WHAT THE TASK ASKS: Give the lines of the entries from the very first line through the line that contains "MULTIPOLYGON (((902 510, 864", both included, as a numbered list, leaving out any blank lines.
# START OF DATA EXCERPTS
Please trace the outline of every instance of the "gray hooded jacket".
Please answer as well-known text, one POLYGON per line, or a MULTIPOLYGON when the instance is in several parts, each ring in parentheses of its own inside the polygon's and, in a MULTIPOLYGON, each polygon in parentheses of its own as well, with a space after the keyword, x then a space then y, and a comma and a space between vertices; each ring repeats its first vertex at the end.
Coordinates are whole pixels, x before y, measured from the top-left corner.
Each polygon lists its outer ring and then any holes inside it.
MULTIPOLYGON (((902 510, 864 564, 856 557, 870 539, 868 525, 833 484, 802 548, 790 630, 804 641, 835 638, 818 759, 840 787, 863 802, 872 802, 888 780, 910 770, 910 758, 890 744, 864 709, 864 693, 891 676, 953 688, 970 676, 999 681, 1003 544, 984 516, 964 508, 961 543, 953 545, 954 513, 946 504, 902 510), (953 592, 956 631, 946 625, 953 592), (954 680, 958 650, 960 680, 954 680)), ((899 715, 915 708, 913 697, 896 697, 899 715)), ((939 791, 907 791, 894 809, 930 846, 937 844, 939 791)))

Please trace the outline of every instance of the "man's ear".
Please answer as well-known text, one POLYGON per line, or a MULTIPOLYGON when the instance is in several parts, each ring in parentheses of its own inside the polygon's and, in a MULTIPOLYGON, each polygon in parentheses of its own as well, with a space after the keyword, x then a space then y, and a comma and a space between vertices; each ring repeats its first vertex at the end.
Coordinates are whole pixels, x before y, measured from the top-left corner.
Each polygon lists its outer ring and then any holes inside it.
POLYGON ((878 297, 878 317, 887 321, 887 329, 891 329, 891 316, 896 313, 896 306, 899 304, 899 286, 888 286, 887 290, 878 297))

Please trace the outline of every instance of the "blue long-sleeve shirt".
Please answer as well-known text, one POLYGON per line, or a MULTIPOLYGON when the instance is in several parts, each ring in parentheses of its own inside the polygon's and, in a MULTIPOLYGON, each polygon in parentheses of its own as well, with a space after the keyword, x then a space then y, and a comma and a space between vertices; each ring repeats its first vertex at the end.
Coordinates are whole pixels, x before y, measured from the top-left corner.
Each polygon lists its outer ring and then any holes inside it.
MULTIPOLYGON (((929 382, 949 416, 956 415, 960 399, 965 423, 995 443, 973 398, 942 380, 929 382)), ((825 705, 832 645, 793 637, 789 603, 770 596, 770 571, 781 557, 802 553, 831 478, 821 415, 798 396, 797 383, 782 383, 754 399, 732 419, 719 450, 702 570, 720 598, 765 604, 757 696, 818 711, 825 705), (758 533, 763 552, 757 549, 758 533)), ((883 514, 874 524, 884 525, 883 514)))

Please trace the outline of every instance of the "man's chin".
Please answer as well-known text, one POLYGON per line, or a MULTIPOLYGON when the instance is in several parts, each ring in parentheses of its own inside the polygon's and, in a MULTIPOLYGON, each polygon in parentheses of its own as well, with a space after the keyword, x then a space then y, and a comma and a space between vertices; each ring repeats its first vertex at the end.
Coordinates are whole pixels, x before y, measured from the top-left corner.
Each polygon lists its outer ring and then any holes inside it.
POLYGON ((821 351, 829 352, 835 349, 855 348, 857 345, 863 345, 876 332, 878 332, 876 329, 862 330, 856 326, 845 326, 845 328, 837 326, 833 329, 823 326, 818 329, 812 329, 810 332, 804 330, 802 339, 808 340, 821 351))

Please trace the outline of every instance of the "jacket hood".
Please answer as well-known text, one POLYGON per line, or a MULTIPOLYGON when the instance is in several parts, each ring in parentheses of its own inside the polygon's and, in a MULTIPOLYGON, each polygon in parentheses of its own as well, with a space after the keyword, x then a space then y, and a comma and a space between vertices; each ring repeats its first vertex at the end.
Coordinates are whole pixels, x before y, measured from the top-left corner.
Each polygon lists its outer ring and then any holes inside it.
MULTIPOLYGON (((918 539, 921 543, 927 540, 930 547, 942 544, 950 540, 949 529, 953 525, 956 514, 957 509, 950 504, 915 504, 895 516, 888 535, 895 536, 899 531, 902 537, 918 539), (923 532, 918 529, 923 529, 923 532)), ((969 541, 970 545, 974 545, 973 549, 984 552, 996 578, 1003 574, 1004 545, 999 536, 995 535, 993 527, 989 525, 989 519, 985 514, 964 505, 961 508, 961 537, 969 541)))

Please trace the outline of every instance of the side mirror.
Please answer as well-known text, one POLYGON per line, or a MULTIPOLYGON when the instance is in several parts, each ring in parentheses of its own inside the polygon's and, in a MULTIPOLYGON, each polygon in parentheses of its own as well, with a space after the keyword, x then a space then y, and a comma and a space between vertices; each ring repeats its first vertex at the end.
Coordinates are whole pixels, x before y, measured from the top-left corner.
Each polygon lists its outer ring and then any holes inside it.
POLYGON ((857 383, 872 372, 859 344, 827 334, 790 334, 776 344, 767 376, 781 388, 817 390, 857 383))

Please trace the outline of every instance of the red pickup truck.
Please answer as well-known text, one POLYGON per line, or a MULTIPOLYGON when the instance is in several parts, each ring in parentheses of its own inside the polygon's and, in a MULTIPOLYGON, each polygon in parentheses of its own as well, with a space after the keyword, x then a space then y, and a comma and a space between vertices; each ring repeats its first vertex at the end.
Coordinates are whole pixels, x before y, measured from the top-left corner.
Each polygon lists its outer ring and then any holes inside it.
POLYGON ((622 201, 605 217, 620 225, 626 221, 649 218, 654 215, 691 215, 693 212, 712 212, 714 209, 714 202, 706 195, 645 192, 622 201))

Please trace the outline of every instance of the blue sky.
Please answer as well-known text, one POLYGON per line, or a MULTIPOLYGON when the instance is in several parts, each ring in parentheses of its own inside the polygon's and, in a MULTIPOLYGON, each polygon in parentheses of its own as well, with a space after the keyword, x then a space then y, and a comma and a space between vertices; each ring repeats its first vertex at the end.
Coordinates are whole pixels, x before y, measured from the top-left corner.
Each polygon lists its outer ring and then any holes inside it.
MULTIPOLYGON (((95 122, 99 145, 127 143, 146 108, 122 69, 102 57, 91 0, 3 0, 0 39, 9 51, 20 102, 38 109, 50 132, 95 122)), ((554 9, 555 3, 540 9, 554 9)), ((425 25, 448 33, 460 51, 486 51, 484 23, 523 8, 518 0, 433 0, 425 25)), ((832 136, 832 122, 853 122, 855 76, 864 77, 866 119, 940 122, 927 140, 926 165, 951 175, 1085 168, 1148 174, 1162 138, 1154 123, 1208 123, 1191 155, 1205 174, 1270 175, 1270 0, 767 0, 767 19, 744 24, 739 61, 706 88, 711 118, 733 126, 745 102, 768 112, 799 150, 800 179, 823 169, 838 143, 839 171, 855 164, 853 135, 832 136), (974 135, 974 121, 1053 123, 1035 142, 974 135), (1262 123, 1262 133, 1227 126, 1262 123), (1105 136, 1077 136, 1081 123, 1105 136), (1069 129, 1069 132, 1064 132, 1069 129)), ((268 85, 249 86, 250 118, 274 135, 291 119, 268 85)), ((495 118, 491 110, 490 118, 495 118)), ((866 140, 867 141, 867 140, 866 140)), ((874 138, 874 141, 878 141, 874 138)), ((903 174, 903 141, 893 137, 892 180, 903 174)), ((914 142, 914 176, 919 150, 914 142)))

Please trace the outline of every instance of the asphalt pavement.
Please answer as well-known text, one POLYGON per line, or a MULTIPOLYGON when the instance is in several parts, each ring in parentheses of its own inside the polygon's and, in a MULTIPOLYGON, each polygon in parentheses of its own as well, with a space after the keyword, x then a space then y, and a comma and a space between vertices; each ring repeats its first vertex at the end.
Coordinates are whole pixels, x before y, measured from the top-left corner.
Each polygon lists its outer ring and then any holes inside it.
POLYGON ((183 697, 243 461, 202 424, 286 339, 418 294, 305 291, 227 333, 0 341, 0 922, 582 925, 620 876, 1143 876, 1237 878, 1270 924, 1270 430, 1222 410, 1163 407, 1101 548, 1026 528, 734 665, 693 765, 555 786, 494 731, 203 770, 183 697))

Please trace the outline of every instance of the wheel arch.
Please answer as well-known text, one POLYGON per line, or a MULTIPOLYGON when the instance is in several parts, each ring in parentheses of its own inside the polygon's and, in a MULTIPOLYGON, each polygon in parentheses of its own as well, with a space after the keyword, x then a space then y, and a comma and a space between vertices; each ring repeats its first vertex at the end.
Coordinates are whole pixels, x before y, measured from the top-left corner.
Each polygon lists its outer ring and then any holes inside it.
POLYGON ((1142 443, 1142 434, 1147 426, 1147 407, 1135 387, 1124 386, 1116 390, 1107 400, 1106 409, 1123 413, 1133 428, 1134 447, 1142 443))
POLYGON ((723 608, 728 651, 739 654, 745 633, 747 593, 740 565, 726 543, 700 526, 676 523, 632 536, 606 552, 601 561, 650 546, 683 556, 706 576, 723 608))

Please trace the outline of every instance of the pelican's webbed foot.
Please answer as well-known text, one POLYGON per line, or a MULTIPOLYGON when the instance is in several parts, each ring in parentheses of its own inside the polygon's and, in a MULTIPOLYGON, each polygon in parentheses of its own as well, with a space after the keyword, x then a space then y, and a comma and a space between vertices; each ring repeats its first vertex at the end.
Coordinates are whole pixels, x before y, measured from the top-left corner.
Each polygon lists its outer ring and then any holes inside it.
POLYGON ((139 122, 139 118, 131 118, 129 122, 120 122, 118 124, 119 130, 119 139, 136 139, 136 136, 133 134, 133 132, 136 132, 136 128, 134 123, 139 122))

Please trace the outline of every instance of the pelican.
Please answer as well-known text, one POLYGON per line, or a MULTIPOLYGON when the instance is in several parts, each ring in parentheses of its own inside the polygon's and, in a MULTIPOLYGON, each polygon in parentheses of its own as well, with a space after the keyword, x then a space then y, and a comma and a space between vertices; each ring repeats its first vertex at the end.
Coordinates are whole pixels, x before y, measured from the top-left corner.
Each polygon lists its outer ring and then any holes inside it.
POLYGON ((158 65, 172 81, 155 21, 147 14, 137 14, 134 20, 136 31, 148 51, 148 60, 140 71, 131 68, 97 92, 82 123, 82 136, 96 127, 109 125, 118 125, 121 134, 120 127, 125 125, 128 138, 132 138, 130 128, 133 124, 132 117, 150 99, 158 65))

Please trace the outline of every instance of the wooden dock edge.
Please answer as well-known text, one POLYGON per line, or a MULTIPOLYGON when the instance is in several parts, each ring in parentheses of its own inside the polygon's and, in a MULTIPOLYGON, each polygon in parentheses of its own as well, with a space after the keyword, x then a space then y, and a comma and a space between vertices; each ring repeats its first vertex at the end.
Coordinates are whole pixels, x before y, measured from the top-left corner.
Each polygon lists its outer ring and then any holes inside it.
# END OF DATA EXCERPTS
RESPONSE:
1. Please trace the outline of every instance of the "gray hooded jacket".
2. Please answer as well-known text, one POLYGON per line, or a MULTIPOLYGON when the instance is in several parts, each ring in parentheses of its own inside the polygon's and, in a MULTIPOLYGON, each polygon in parentheses of its own as well, with a space after the keyword, x then a space then y, and a comma and a space between vertices; each ring repeats its first vertex at the end.
3. Coordinates are whole pixels, x before y, measured from the top-left corner.
4. Each polygon lists its outer ring and then any holes inside it.
5. MULTIPOLYGON (((902 510, 864 564, 856 557, 870 539, 868 525, 833 484, 802 548, 790 630, 804 641, 835 638, 818 759, 840 787, 863 802, 872 802, 888 780, 910 770, 910 758, 890 744, 864 709, 864 693, 891 676, 953 688, 970 676, 999 681, 1003 544, 984 516, 964 508, 961 543, 953 545, 954 513, 946 504, 902 510), (953 592, 956 631, 946 625, 953 592), (954 680, 958 650, 960 680, 954 680)), ((899 715, 915 708, 913 697, 896 697, 899 715)), ((939 791, 907 791, 894 809, 930 846, 937 844, 939 791)))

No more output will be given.